INFORMATION SHOWN ▸
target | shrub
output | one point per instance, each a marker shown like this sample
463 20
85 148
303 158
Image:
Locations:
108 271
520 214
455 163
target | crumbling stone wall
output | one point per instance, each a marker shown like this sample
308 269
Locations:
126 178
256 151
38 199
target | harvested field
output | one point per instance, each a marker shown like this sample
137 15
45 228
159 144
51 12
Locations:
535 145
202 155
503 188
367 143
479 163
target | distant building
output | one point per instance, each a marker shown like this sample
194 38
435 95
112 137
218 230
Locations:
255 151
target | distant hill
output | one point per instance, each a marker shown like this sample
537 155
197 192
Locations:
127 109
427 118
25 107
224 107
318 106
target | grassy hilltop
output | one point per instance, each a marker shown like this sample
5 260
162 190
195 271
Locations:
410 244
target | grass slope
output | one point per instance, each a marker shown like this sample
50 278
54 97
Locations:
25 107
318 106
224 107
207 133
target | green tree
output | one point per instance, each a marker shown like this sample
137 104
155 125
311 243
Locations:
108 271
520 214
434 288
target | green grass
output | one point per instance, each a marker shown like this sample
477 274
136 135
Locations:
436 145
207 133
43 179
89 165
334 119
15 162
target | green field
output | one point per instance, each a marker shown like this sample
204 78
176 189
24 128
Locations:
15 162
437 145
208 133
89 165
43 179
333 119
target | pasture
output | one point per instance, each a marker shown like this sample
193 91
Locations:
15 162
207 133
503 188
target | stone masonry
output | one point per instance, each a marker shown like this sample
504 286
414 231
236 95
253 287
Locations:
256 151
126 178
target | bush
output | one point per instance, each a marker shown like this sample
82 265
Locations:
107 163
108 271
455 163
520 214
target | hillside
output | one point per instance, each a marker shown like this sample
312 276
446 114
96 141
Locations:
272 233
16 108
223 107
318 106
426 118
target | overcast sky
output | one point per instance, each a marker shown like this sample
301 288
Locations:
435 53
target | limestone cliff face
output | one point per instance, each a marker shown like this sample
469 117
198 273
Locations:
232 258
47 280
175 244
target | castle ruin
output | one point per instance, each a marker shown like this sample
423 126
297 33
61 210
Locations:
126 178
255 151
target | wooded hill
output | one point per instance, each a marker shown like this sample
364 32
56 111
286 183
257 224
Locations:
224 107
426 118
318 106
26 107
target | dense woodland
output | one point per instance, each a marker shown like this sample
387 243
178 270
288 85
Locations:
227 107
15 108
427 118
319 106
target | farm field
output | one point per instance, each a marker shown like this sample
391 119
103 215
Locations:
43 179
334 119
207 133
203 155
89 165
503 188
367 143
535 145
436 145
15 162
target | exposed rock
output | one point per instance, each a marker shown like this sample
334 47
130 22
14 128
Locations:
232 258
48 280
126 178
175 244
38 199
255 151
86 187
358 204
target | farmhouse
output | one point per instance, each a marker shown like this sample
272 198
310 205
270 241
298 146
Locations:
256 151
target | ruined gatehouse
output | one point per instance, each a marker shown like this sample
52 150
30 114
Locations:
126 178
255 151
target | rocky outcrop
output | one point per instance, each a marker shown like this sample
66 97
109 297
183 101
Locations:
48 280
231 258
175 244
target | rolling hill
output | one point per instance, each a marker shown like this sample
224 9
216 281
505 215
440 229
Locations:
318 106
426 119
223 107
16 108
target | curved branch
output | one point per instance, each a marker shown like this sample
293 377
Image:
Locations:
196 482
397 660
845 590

TASK OBJECTIVE ▸ Everything from the line with "target | bush" to the end of the listing above needs to be duplicated exactly, both end lines included, with nothing more.

EXERCISE ANSWER ▸
target | bush
output | one point per instance, each a marker shown like this sample
82 265
Locations:
107 163
108 271
455 163
520 214
target | hillside
output | one point per instance, each a marker shown like this sample
312 276
446 114
96 141
Locations:
272 233
16 108
223 107
318 106
426 118
target | overcast sky
output | one point per instance, each a marker shown like this sample
301 288
Locations:
435 53
target | limestone cliff face
output | one point per instance, each a marker shown like this sample
469 117
198 273
Locations:
232 258
47 280
175 244
target | castle ruin
output | one point per instance, each a marker shown like this sample
423 126
297 33
61 210
Locations:
126 178
255 151
target | wooded hill
output | one point per instance, each a marker shown like this sample
364 32
56 111
286 183
257 224
Locations:
224 107
426 118
318 106
26 107
target | dense woodland
output | one point per instance, each a marker shown like this sample
387 243
178 270
288 85
Locations:
227 107
15 108
427 118
319 106
target | farm field
output | one point per instance, each a marker shown like this sample
391 119
103 215
Locations:
43 179
334 119
207 133
203 155
89 165
503 188
367 143
535 145
436 145
15 162
target | exposed rock
output | one point per instance, each a marker shown like this sample
334 47
130 22
14 128
Locations:
232 258
48 280
126 178
175 244
38 199
255 151
86 187
358 204
target | farmhouse
output | one point per instance, each a marker shown like this sample
272 198
310 205
270 241
298 146
Locations:
256 151
target | ruined gatehouse
output | one point per instance, each a marker shown like this sample
52 150
30 114
Locations:
126 178
255 151
target | rocky outcrop
output | one point per instance, each a marker shown like this sample
66 97
109 297
183 101
Locations:
48 280
231 258
175 244
target | rolling hill
output | one point per instance, each a marker shown like this sample
224 9
216 281
505 215
440 229
Locations:
318 106
426 119
223 107
16 108
target | curved branch
output | one point per instance, each a marker shown like this sample
293 377
Image:
Locations:
196 482
397 660
845 590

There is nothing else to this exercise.